Data items:
[Start of section]
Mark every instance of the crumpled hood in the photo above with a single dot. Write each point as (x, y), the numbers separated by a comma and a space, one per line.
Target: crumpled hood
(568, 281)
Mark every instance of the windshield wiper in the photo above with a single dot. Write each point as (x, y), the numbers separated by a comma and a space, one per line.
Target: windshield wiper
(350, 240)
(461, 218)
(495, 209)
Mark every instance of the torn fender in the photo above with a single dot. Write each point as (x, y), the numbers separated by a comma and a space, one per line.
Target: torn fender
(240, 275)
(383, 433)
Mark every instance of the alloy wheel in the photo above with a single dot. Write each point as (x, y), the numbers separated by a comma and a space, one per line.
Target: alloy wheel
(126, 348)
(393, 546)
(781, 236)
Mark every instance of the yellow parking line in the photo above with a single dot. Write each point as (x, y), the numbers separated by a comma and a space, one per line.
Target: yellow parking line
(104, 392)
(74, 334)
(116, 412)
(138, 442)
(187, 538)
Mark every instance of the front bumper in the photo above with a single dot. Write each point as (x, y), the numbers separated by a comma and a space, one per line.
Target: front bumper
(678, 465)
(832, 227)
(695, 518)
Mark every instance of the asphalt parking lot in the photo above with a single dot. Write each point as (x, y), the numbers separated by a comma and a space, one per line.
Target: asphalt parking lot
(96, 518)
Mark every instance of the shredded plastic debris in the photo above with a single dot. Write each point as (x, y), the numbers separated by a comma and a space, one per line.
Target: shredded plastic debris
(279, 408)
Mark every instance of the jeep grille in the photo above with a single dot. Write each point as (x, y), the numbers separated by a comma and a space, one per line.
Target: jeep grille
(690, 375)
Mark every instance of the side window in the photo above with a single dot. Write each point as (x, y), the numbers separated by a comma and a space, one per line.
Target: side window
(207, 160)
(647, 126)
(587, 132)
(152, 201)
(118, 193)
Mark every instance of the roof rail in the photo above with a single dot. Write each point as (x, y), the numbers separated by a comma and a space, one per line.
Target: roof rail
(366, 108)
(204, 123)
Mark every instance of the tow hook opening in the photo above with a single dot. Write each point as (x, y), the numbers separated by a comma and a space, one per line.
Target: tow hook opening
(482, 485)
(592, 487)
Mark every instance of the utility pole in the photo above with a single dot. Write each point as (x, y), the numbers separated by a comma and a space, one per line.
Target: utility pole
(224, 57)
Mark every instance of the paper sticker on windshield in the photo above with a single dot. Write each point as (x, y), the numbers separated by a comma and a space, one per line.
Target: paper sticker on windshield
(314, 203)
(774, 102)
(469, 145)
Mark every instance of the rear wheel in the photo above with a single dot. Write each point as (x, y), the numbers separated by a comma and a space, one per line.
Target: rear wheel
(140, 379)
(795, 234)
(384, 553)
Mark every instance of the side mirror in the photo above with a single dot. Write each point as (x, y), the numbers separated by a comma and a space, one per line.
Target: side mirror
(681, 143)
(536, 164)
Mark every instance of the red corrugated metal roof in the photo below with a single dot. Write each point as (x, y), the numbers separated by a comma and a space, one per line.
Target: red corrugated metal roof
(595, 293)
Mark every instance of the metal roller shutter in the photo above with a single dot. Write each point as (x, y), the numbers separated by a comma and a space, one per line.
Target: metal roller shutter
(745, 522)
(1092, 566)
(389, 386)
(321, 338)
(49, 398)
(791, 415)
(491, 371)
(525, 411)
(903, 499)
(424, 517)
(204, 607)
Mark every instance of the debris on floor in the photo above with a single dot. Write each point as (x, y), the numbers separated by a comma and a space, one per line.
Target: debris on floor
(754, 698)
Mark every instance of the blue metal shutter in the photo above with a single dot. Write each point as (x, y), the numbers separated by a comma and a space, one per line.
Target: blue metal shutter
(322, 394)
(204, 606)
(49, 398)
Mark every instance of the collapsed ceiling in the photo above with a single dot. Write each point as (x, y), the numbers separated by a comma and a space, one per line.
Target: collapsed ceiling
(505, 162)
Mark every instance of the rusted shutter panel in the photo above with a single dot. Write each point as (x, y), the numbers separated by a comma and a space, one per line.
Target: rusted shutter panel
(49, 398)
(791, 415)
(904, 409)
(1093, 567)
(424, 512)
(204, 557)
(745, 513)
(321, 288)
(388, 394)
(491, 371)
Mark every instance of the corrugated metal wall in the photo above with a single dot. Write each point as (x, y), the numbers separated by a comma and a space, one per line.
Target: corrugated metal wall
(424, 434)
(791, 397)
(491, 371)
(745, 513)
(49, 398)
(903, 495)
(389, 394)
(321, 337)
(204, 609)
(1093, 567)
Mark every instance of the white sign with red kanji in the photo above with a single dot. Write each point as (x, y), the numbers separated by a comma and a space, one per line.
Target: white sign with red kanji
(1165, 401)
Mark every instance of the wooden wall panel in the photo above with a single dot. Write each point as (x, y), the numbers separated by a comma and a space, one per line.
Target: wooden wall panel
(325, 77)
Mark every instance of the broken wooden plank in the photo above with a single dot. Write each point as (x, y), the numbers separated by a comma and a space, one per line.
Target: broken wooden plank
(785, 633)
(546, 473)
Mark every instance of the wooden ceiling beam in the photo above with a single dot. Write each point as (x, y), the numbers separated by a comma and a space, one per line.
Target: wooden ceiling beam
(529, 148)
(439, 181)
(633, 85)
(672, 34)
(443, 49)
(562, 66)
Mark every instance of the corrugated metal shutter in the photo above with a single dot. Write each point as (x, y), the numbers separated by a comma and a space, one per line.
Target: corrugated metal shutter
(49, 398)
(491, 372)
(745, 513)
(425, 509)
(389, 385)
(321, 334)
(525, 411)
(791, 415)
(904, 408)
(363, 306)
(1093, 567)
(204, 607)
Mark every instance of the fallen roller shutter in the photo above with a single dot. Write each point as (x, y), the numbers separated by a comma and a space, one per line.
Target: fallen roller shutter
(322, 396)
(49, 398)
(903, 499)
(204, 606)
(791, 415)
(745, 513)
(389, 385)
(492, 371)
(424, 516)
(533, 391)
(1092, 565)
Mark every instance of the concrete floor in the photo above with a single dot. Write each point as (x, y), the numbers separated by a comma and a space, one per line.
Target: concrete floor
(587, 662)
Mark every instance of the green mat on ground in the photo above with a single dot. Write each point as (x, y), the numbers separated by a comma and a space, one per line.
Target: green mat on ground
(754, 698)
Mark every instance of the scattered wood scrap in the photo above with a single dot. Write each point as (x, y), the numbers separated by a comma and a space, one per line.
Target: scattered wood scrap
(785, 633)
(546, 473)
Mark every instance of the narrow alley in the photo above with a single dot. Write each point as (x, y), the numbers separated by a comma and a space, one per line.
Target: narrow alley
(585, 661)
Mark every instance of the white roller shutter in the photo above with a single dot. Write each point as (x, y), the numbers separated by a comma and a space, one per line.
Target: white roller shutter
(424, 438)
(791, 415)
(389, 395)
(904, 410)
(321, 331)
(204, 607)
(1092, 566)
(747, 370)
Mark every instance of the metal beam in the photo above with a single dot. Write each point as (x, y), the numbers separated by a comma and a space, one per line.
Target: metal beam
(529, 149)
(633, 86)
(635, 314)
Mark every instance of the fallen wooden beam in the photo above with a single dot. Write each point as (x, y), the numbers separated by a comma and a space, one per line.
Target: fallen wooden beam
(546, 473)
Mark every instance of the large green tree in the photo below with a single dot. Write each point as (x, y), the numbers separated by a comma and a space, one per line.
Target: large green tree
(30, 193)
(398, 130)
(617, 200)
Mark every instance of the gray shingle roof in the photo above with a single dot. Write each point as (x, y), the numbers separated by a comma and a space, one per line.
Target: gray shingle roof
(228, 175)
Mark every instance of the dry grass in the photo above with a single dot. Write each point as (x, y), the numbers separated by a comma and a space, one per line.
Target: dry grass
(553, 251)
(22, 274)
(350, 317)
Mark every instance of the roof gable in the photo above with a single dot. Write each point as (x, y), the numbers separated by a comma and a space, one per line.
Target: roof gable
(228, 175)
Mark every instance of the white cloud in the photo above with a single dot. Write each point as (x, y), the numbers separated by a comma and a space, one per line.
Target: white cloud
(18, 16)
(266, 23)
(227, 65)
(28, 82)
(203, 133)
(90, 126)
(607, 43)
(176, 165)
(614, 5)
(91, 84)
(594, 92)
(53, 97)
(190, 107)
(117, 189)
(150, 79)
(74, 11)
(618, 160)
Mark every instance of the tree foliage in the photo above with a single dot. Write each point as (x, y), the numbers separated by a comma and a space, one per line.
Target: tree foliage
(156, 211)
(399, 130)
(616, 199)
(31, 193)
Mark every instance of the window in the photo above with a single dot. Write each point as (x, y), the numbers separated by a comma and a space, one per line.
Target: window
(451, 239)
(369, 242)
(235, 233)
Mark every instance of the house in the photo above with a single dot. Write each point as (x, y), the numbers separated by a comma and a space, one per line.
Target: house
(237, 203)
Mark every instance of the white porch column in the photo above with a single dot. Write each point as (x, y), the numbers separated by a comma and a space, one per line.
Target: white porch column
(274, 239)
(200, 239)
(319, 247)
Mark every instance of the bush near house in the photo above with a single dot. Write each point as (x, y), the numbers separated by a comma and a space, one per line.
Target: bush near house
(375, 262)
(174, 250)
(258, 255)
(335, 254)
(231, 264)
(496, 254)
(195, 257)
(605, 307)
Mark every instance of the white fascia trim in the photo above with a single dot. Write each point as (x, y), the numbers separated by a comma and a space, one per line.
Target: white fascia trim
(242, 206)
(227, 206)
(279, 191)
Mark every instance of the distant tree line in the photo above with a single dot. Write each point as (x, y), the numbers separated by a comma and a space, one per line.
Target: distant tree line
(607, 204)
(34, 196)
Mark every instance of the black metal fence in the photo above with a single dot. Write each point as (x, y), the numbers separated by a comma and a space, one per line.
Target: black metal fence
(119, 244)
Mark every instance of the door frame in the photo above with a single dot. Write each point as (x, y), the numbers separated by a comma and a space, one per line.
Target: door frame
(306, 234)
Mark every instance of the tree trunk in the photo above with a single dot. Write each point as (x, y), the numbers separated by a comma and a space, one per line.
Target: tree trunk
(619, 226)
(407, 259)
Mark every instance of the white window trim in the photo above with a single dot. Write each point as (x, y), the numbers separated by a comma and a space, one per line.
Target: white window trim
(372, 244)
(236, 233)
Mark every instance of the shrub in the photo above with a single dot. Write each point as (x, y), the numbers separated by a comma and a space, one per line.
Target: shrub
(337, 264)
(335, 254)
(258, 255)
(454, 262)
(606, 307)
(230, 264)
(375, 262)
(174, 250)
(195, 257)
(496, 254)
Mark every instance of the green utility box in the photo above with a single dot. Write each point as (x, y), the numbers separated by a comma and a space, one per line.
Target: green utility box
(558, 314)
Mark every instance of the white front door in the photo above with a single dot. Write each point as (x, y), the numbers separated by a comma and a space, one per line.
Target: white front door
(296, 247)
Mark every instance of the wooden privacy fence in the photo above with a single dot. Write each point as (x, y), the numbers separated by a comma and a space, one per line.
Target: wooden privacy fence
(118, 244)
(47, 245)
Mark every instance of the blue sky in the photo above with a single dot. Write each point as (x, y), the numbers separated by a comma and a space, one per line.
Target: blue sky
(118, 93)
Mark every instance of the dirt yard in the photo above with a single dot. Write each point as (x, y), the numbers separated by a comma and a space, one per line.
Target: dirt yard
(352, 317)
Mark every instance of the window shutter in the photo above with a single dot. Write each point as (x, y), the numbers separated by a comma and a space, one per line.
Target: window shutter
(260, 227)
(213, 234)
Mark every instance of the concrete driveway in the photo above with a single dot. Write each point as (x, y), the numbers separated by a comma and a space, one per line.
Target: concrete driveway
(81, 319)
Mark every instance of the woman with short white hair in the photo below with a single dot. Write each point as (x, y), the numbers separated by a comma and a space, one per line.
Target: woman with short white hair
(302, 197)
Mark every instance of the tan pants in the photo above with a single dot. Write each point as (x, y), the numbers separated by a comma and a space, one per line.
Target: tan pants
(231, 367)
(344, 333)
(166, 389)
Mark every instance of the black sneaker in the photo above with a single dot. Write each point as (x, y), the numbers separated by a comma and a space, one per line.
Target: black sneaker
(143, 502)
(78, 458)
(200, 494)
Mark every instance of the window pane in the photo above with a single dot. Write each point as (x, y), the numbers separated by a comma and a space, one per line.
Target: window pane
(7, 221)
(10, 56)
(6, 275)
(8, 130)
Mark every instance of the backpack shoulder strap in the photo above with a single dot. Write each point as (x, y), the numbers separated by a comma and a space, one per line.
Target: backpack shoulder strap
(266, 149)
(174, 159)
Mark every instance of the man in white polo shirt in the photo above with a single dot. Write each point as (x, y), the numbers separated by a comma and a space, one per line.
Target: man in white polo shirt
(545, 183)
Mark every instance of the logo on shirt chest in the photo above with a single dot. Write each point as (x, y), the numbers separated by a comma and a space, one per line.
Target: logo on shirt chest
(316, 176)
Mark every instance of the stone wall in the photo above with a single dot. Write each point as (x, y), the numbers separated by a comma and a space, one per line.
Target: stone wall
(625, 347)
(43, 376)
[End of section]
▶ _How to complete this task_
Which lines above contain the word "below"? Copy each of them.

▶ _Reply_
Mark every instance of the red corrugated metal roof in the photo below with a single dot. Write each point as (x, y), the numbers separated by a comma and a space, one per line.
Mark every instance of the large green tree in the photo below with a single dot. Write each point as (x, y), the numbers separated by a comma and a space, one per line.
Mark every instance of the woman with short white hair in the photo below with a single dot. Write each point as (x, y), the numbers separated by a comma and a space, one per line.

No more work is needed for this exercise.